[Start of EXCERPTED DATA]

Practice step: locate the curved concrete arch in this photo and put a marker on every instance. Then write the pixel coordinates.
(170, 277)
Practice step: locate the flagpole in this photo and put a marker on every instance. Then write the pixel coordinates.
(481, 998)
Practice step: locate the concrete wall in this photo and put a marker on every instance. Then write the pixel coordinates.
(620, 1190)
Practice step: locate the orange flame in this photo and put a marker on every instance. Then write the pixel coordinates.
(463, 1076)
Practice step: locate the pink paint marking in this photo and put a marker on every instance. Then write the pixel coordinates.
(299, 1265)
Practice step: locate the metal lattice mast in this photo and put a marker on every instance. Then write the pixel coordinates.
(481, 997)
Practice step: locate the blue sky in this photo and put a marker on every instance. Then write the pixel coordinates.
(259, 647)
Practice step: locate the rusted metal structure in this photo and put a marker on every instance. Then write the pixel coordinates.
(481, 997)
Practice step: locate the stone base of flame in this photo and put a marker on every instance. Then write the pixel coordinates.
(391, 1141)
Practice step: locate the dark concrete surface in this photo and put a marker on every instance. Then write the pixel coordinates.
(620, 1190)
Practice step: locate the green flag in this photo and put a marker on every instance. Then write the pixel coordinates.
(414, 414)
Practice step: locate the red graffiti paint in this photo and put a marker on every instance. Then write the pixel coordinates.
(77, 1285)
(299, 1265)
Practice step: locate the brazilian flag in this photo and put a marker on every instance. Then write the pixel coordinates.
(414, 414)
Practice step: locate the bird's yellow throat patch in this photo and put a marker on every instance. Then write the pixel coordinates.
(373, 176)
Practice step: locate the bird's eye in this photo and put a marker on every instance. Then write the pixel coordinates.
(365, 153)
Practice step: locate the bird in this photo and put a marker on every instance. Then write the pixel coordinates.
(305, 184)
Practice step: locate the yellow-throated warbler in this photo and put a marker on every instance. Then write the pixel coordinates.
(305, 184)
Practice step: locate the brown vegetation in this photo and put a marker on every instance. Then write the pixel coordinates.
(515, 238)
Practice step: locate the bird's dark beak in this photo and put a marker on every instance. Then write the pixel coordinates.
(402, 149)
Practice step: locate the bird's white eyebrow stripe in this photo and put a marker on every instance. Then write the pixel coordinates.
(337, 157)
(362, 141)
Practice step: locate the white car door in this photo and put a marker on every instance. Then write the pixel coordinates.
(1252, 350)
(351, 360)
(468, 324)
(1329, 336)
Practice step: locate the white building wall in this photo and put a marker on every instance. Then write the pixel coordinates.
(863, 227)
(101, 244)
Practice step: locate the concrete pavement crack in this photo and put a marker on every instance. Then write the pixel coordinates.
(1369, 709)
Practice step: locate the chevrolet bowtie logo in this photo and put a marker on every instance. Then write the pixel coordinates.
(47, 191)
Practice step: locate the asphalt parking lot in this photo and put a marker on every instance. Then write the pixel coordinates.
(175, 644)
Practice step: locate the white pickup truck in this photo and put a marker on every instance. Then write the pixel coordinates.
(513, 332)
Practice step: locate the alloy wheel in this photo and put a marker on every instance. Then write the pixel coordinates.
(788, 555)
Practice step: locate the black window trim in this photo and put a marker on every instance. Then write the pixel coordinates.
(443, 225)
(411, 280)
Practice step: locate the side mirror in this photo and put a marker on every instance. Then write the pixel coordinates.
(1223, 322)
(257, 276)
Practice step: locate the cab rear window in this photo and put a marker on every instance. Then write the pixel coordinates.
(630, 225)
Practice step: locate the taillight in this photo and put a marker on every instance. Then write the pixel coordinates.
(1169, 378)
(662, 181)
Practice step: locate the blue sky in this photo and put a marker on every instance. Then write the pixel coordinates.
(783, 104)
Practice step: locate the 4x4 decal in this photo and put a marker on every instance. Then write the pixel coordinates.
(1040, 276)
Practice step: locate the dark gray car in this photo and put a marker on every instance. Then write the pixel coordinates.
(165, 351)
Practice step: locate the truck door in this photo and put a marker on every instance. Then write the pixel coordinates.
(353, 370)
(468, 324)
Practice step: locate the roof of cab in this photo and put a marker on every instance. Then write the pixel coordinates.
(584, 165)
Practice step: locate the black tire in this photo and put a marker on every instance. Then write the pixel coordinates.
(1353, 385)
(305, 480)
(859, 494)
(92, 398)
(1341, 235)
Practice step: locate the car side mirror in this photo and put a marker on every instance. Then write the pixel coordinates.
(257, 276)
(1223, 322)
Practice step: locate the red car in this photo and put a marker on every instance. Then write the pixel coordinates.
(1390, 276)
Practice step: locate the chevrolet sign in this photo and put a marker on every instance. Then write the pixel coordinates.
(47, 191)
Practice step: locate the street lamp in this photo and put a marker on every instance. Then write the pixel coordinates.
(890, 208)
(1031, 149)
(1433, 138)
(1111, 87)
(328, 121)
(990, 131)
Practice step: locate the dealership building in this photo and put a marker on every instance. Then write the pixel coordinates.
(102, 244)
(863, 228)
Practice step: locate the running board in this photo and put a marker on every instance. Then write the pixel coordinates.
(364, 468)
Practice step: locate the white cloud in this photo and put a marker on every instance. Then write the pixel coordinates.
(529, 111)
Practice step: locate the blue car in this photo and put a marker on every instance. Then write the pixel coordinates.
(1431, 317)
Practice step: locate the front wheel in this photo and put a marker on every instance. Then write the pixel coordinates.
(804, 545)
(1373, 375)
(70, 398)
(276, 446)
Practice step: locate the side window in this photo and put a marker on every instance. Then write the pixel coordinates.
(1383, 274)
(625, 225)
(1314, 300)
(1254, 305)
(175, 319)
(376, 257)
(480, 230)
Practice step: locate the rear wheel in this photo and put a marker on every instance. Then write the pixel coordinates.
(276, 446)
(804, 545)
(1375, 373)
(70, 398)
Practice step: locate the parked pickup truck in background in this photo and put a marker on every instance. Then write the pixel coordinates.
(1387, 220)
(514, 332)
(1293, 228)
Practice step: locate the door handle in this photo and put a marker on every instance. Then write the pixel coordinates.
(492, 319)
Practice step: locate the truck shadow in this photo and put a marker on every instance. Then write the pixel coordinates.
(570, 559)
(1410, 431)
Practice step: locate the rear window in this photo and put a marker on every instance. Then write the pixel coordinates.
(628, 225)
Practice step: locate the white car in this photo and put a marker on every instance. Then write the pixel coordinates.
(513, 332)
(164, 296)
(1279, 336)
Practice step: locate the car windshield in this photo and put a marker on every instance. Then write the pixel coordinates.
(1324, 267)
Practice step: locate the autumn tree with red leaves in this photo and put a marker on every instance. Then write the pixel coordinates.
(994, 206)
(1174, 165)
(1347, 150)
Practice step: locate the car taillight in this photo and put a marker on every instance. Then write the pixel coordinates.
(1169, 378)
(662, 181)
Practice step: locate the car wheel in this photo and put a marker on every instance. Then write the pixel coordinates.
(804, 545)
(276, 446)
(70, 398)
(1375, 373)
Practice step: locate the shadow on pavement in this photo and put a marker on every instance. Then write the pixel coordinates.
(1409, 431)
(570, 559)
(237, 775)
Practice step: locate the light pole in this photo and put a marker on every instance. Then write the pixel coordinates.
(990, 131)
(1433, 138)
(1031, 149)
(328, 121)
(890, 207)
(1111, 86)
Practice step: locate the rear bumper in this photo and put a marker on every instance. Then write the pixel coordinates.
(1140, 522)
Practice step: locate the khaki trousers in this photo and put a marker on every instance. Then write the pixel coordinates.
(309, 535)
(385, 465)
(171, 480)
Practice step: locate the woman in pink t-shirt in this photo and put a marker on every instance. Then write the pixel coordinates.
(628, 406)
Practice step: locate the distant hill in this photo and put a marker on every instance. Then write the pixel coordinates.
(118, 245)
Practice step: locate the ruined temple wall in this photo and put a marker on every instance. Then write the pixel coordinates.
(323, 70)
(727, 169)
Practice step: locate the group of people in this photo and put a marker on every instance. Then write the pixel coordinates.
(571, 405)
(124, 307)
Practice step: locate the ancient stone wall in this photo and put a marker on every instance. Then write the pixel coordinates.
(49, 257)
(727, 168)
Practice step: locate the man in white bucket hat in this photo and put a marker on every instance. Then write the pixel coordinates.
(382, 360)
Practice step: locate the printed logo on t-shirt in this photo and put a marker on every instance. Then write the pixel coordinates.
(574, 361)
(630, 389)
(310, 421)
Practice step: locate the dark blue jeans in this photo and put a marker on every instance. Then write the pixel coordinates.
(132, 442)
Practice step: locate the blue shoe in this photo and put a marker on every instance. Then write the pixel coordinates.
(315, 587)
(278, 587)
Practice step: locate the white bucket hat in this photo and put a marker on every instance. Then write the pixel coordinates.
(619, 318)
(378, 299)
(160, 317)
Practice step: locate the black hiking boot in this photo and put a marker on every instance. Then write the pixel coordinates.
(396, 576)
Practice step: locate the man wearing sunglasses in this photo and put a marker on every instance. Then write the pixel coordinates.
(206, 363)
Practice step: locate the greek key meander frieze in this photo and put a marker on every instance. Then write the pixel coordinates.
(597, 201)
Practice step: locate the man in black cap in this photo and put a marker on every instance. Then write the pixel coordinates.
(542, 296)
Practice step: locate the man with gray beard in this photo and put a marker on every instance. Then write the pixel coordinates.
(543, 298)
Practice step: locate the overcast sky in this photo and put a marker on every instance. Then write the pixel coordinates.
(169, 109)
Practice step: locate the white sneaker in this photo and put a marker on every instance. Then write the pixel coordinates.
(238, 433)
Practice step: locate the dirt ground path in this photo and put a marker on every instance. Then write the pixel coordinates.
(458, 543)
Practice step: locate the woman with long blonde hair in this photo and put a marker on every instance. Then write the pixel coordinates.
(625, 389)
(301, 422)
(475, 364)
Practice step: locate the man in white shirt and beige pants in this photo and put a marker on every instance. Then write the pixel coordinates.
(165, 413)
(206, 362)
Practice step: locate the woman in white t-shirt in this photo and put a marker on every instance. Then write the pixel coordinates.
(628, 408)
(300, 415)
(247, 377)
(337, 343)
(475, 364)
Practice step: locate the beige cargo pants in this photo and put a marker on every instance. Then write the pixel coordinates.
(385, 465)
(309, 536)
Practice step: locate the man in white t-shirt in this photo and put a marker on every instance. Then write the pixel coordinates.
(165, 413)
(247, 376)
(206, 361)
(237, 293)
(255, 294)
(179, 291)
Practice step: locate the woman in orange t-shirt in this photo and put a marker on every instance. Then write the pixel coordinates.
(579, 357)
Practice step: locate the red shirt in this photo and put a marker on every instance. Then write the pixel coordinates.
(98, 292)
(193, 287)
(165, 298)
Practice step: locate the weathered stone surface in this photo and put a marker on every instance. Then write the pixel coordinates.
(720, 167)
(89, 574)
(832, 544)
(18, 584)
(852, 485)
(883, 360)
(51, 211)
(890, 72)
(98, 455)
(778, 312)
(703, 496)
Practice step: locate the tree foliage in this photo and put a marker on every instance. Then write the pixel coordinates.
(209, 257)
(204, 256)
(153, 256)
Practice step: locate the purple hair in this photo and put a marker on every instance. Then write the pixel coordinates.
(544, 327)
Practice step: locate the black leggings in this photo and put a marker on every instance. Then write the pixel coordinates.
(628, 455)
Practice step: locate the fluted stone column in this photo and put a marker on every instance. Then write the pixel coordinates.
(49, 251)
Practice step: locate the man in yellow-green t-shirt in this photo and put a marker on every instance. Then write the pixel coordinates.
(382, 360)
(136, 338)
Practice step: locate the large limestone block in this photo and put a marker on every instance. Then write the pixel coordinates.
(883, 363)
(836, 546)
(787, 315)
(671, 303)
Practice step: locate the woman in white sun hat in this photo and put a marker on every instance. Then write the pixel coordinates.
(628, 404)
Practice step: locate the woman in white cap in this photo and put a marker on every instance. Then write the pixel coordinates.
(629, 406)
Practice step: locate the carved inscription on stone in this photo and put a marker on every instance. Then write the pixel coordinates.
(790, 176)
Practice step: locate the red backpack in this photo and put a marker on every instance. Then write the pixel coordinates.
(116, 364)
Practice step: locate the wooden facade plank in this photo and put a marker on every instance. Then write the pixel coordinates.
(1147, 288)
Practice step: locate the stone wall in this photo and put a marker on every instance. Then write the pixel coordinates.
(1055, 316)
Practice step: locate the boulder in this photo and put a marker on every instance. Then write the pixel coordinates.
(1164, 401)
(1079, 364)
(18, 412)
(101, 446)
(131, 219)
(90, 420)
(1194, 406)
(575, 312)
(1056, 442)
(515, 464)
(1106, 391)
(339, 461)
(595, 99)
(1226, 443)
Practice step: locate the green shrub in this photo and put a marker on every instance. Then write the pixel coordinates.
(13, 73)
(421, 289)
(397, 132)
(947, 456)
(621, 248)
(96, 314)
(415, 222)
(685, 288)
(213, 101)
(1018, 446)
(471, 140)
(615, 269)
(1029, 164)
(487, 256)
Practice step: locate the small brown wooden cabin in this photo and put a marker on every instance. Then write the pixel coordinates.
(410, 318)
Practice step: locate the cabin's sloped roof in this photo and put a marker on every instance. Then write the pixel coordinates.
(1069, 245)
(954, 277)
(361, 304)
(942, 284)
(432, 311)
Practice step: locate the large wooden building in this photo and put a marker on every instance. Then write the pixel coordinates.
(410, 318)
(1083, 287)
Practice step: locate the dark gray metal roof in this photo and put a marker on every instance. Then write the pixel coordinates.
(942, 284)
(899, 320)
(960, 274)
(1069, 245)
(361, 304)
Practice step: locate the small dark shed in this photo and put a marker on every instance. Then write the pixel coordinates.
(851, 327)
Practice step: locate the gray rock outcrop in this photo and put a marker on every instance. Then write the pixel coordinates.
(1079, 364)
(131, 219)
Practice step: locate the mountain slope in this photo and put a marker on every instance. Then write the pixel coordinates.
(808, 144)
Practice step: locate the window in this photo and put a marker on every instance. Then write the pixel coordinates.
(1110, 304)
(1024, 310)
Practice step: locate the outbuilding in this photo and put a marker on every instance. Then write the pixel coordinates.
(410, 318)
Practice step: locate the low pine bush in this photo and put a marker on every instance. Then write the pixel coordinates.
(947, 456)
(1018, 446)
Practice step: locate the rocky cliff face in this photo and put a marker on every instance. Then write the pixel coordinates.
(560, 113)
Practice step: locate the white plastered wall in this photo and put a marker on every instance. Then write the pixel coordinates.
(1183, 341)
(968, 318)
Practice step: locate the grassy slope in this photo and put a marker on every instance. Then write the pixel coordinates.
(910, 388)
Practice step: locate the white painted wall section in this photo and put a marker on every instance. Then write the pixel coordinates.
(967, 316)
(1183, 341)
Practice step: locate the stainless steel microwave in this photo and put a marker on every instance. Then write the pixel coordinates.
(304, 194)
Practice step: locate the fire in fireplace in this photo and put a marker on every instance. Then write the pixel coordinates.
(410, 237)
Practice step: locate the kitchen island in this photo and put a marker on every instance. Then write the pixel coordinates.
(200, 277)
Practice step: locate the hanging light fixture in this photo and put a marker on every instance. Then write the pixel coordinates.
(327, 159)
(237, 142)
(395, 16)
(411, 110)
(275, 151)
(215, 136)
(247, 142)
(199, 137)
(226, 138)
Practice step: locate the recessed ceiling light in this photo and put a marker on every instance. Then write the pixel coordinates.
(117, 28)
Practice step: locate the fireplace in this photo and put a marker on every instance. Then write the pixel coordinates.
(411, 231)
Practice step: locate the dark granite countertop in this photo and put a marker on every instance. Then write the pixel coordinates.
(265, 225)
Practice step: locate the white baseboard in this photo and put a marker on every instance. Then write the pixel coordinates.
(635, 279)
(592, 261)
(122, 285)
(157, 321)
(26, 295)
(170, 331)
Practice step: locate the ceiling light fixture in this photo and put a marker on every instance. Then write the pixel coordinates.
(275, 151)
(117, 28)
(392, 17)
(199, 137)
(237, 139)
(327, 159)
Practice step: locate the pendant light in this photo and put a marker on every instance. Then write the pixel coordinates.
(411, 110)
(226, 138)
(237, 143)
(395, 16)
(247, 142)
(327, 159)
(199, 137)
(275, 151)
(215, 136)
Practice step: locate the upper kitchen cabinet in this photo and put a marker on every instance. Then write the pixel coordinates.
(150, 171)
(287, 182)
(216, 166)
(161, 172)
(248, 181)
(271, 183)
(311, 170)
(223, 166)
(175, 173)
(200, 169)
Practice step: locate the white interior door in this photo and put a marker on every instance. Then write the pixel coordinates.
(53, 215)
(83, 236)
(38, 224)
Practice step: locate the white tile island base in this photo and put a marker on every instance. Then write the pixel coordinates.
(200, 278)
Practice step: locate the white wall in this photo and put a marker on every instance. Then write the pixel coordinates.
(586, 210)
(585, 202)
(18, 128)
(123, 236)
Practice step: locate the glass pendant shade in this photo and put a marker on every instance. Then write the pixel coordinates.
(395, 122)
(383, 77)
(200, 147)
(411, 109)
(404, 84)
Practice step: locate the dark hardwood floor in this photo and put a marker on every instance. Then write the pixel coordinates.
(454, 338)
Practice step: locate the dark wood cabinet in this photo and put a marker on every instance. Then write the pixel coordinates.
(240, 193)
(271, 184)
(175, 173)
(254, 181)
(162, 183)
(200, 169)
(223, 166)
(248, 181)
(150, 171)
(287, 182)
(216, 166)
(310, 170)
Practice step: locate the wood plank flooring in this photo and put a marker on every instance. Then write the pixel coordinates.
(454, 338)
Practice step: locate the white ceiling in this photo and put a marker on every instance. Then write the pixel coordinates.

[End of EXCERPTED DATA]

REQUEST:
Render the rows from the line with "Practice step: locate the purple" to the line with "(1226, 443)" as a two-column CSV with the headers text and answer, one line per row. Put each row's text and its answer in a single quoted field each, with line breaks replaced by spaces.

SOLUTION BELOW:
text,answer
"Practice step: locate the purple hair in this photo and put a marker on every instance. Then write the pixel coordinates.","(544, 327)"
"Practice step: locate the black leggings in this photo and put a marker on every instance. Then write the pixel coordinates.","(628, 455)"
"Practice step: locate the fluted stone column in this photo and put a marker on every instance. Then write the pixel coordinates.","(49, 251)"
"Practice step: locate the man in yellow-green t-shirt in this photo and put a marker on every instance. Then write the pixel coordinates.","(382, 360) (136, 338)"
"Practice step: locate the large limestone block in this photo and put a marker on every instance. Then write the pixel coordinates.","(883, 363) (836, 546) (787, 315) (671, 303)"
"Practice step: locate the woman in white sun hat in this photo and put a marker on every instance. Then write the pixel coordinates.","(628, 404)"
"Practice step: locate the woman in white cap in this photo and put a marker on every instance. Then write the pixel coordinates.","(629, 406)"
"Practice step: locate the carved inscription on stone in this photo and put a marker on every instance. Then write the pixel coordinates.","(790, 176)"
"Practice step: locate the red backpack in this photo and put a marker on every instance. Then write the pixel coordinates.","(116, 364)"
"Practice step: locate the wooden facade plank in this photo and put a marker on every instance. Then write the pixel coordinates.","(1147, 288)"
"Practice step: locate the stone wall in this photo and put a marker on every instance. Then write the pixel coordinates.","(1055, 316)"
"Practice step: locate the boulder in this photo and put a marker on every instance. Then write the pixel coordinates.","(1164, 401) (1079, 364) (18, 412) (101, 446) (131, 219) (90, 420) (1194, 406) (575, 312) (1056, 442) (515, 464) (1106, 391) (339, 461) (595, 99) (1226, 443)"